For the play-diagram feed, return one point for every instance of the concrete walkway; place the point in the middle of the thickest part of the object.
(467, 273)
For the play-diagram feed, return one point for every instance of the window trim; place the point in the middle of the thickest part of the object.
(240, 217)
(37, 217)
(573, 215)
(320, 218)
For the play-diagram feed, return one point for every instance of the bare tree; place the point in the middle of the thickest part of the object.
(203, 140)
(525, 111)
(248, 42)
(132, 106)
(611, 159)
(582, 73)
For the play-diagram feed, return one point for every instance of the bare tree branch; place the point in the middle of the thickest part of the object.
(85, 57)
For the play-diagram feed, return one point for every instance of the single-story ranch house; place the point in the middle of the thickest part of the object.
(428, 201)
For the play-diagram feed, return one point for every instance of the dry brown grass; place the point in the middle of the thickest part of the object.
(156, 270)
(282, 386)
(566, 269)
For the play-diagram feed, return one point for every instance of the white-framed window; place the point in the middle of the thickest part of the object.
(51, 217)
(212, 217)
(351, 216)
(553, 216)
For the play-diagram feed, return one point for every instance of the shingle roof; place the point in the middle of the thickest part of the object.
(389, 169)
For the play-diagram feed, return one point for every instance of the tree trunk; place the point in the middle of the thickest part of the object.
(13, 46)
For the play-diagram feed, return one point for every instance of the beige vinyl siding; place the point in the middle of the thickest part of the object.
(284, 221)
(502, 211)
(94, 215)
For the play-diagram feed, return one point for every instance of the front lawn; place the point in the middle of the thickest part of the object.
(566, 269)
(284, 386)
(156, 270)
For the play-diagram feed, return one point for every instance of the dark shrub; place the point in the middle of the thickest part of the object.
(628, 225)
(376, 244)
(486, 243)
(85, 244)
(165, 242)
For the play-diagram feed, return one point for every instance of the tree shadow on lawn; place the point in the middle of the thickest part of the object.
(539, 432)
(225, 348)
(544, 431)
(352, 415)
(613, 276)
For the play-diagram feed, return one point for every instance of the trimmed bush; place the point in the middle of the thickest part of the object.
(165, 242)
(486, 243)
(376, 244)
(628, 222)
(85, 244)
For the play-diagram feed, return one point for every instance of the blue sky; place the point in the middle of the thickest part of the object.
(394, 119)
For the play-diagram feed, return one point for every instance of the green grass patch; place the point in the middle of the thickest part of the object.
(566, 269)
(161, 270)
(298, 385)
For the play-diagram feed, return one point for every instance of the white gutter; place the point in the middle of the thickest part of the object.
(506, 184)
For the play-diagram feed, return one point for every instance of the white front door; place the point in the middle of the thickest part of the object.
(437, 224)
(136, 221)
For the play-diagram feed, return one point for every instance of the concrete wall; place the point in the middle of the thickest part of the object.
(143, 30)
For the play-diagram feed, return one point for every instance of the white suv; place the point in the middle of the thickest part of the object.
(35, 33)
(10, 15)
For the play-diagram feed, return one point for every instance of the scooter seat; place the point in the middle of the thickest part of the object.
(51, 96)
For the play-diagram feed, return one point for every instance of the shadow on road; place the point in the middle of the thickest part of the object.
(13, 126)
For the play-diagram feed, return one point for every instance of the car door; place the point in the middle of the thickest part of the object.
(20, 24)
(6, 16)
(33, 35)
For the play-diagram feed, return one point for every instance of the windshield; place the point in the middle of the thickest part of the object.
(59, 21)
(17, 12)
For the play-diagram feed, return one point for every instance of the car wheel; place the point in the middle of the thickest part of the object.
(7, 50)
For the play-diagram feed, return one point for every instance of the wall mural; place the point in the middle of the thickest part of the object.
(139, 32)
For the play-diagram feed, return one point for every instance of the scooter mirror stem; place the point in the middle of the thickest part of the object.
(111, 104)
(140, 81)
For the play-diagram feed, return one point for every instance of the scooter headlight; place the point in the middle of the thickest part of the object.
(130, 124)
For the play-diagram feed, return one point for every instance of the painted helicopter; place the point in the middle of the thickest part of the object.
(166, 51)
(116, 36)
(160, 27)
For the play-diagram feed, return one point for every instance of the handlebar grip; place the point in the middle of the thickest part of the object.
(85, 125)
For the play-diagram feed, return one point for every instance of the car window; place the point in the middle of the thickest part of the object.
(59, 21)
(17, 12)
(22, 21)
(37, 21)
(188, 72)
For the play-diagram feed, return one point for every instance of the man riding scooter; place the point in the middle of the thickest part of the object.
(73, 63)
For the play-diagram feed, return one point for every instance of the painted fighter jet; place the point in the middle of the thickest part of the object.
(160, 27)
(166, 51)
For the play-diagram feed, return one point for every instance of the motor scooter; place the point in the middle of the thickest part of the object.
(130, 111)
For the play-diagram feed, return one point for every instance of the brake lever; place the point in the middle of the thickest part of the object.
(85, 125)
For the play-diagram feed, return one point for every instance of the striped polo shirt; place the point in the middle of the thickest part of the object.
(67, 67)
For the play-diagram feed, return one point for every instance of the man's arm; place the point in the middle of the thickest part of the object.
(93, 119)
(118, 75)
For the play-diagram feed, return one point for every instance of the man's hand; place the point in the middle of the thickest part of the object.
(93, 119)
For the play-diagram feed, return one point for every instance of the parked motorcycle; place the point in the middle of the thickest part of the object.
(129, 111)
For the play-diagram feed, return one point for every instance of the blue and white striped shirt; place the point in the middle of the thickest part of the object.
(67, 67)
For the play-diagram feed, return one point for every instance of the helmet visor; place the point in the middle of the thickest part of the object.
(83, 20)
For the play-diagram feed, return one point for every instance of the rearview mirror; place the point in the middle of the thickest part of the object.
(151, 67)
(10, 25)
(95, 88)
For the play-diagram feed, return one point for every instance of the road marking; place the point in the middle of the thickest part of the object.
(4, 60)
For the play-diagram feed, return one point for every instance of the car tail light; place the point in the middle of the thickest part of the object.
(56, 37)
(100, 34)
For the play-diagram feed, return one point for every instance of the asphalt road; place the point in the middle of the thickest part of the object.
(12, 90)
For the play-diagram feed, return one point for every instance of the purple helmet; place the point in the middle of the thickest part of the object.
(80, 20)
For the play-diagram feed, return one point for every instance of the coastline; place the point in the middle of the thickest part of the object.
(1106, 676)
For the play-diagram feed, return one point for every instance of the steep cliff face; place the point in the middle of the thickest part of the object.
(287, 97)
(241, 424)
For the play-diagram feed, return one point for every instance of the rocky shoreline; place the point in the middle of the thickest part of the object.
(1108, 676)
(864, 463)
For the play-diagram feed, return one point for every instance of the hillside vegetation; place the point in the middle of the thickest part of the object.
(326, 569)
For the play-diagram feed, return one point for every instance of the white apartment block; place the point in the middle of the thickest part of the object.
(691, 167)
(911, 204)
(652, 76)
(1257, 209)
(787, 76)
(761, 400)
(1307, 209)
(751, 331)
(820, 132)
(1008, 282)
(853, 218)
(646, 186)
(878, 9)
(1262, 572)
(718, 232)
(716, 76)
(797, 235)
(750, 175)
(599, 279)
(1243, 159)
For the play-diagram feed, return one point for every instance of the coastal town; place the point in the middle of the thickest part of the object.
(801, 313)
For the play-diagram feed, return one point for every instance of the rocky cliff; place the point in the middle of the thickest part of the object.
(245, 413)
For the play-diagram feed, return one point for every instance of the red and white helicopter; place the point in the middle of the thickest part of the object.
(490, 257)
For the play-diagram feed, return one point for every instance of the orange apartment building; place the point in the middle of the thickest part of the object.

* Description of the task: Copy out the entire listing again, word for word.

* Output for this exercise:
For the play-diagram feed, return one point for every instance of the concrete walkway; place the point in the middle of the thickest part of the object.
(467, 273)
For the play-diagram feed, return one point for every instance of the window trim; place the point in the middle of the thickest part of the object.
(240, 217)
(37, 217)
(573, 215)
(320, 218)
For the play-diagram feed, return one point for every instance of the bare tree; place the point in the middle of the thickest part of the object.
(203, 140)
(525, 111)
(248, 42)
(132, 106)
(611, 159)
(582, 73)
For the play-diagram feed, return one point for every instance of the bare tree branch; place the point in the middle of the thickest part of the object.
(85, 57)
For the play-diagram feed, return one point for every instance of the single-story ranch house; place the point in the middle of the thickest part of the object.
(428, 201)
For the play-diagram feed, return one point for every instance of the dry brown grass; place the point in the middle of the thickest part of the object.
(156, 270)
(282, 386)
(566, 269)
For the play-diagram feed, return one point for every instance of the white-framed window; place the point in the middle of the thickest part of the object.
(51, 217)
(212, 217)
(351, 216)
(553, 216)
For the play-diagram feed, return one point for every instance of the shingle roof; place the point in the middle of the thickest part of the object.
(389, 169)
For the play-diagram feed, return one point for every instance of the tree trunk; place the point in the middle of the thickest part of the object.
(13, 46)
For the play-diagram feed, return one point for every instance of the beige vinyl siding; place the point in the middle of the thickest part of the object.
(284, 221)
(502, 211)
(94, 215)
For the play-diagram feed, return one point for every instance of the front lawn; place the point in the middle of the thickest part of the object.
(566, 269)
(284, 386)
(156, 270)
For the play-diagram feed, return one point for every instance of the dark shrub; place the point in the middle of the thickest part of the object.
(628, 225)
(376, 244)
(486, 243)
(85, 244)
(165, 242)
For the play-diagram feed, return one point for every instance of the tree shadow on lawn; place the point in the middle of the thickest part of the object.
(539, 432)
(225, 348)
(544, 431)
(352, 415)
(613, 276)
For the play-diagram feed, return one point for every instance of the trimmed bush; place the point in the middle of the thickest part of the object.
(165, 242)
(486, 243)
(376, 244)
(628, 222)
(85, 244)
For the play-diagram feed, return one point for every instance of the blue sky; place the point in the middle of the thickest part of the object.
(394, 119)
For the play-diagram feed, return one point for every instance of the green grass patch; place the point in the middle of the thickest part of the object.
(566, 269)
(161, 270)
(298, 385)
For the play-diagram feed, return one point for every instance of the white gutter; place the point in the middle of the thickest part of the object.
(506, 184)
For the play-diagram feed, return one point for every instance of the white front door; place the point in the middle of the thickest part of the object.
(437, 224)
(136, 221)
For the play-diagram feed, return one point for every instance of the concrete wall; place the point in the middle of the thickest part of the object.
(143, 30)
For the play-diagram feed, return one point for every instance of the white suv; place the point in the middle of the thickest part of the object.
(35, 33)
(10, 15)
For the play-diagram feed, return one point for every instance of the scooter seat; place the point in the middle of the thickest part of the object.
(51, 96)
For the play-diagram feed, return one point for every instance of the shadow on road; place the point in the middle of the thickest part of the object.
(13, 126)
For the play-diagram feed, return one point for every instance of the car door; place the point in the middle of the thickest part of the object.
(20, 24)
(6, 16)
(33, 35)
For the play-diagram feed, return one point for every instance of the windshield; place the point in the middle of the thickest part of the object.
(59, 21)
(17, 12)
For the play-diagram feed, return one point for every instance of the car wheel; place the point in the middle of the thickest part of the object.
(7, 50)
For the play-diagram feed, return one point for every instance of the wall mural; place the point in the middle of the thickest part of the object.
(139, 32)
For the play-diagram feed, return one point for every instance of the scooter mirror stem; place the point in the middle of the thickest part of the object.
(111, 104)
(140, 81)
For the play-diagram feed, return one point for every instance of the scooter headlight; place the point in the middle of the thickest part of the object.
(130, 124)
For the play-diagram feed, return one point for every instance of the painted helicopter; place the point in the middle of the thickest part of the object.
(166, 51)
(116, 36)
(160, 27)
For the play-diagram feed, return one point for every instance of the handlebar grip; place the point in the middle of the thickest part of the object.
(85, 125)
For the play-diagram feed, return one point for every instance of the car window; place the point in the middle of the thickest part of the object.
(59, 21)
(17, 12)
(22, 21)
(37, 21)
(188, 72)
For the play-diagram feed, return one point for every instance of the man riding scooter; place the point in the middle of the thickest part of the object.
(73, 63)
For the play-diagram feed, return one point for every instance of the painted fighter jet; place the point in the middle of the thickest part of the object.
(160, 27)
(166, 51)
For the play-diagram feed, return one point for every instance of the motor scooter; place the point in the middle of the thickest part of the object.
(130, 111)
For the play-diagram feed, return one point for every instance of the brake lever; place the point in the middle of the thickest part of the object.
(85, 125)
For the play-diagram feed, return one point for every instance of the striped polo shirt; place the point in the middle of the thickest part of the object.
(67, 67)
For the play-diagram feed, return one point for every instance of the man's arm; place the point in the middle of the thickest part of the object.
(93, 119)
(118, 75)
For the play-diagram feed, return one point for every instance of the man's hand; place the point in the middle of the thickest part of the object.
(93, 119)
For the play-diagram feed, return one point for every instance of the parked motorcycle; place the point in the middle of the thickest part of the object.
(129, 111)
For the play-diagram feed, return one point for every instance of the blue and white striped shirt; place the point in the middle of the thickest part of the object.
(67, 67)
For the play-diagram feed, return one point for every instance of the helmet visor; place the point in the middle of the thickest part of the object.
(83, 20)
For the play-diagram feed, return one point for every instance of the rearview mirror; place the point in the middle of the thickest part of the object.
(151, 67)
(10, 25)
(95, 88)
For the play-diagram feed, return one point for every instance of the road marking; place the point in the middle of the thickest part of the object.
(4, 60)
For the play-diagram feed, return one point for every instance of the car tail light; place the point in the middle of the thickest part of the object.
(56, 37)
(100, 34)
For the play-diagram feed, return one point for every instance of the asphalt road; place the point in the middle of the thickest part of the object.
(12, 90)
For the play-diagram feed, return one point for every instance of the purple helmet; place the point in the middle of the thickest part of the object.
(80, 20)
For the play-diagram feed, return one point for every instance of the coastline; place the point in the middle of the thickest part of the object.
(1106, 676)
For the play-diagram feed, return one point for every instance of the steep cliff face; place the point in the middle of the thickest part of the object.
(287, 97)
(241, 424)
For the play-diagram feed, return one point for every instance of the rocky shoreline; place the point in the middle of the thickest part of the object.
(1108, 676)
(864, 463)
For the play-diagram feed, return one point for every instance of the hillside vegetation; place the point in the middle of the thickest part of the object.
(326, 569)
For the play-diagram feed, return one point for every instance of the white apartment block; place the point in the middle of the thickest part of the object.
(691, 167)
(911, 204)
(652, 76)
(1257, 209)
(787, 76)
(761, 400)
(1307, 209)
(751, 331)
(820, 132)
(1008, 282)
(853, 218)
(646, 186)
(878, 9)
(1262, 572)
(718, 232)
(716, 76)
(797, 235)
(750, 175)
(599, 279)
(1243, 159)
For the play-diagram feed, return one point for every instance of the coastal town; place the point in the middle of the thickest part of the object.
(801, 313)
For the play-diagram feed, return one point for every instance of the rocky cliff; place the point in the middle of the thickest part of the object.
(245, 413)
For the play-diagram feed, return one point for every instance of the red and white helicopter; place the point in the middle of the thickest part of the object.
(490, 257)
For the play-diagram feed, return one point for every instance of the orange apartment building; place the point in the middle of the thickest part of the object.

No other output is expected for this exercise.